(What to do) Every entry is to be returned verbatim.

(Supplied information)
□ □ □ □

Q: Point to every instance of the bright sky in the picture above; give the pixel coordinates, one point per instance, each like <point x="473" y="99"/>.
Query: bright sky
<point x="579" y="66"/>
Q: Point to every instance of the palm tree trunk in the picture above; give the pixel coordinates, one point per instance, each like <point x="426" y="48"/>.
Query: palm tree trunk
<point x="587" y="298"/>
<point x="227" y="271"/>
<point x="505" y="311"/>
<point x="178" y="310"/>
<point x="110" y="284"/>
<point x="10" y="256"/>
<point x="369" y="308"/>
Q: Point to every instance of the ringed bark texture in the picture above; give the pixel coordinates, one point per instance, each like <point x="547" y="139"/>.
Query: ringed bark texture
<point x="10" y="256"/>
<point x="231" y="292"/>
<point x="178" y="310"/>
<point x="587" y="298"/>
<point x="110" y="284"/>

□ □ □ □

(Written response)
Q: Point to every instance of the bright sky in the picture above; give the pixel coordinates, one point per instance, each like <point x="473" y="99"/>.
Query: bright sky
<point x="579" y="66"/>
Q: Point to every instance of the palm tree trunk in the picture above; give the pixel coordinates, one point per instance, each like <point x="426" y="48"/>.
Query: palm tree trunk
<point x="587" y="298"/>
<point x="227" y="271"/>
<point x="505" y="311"/>
<point x="178" y="310"/>
<point x="110" y="284"/>
<point x="10" y="256"/>
<point x="369" y="308"/>
Q: Point to every instance of the ringed bark texture in the picture above; give the pixel coordinates, one point per instance, each like <point x="547" y="139"/>.
Query: ringed bark texture
<point x="10" y="256"/>
<point x="231" y="292"/>
<point x="178" y="310"/>
<point x="587" y="298"/>
<point x="110" y="284"/>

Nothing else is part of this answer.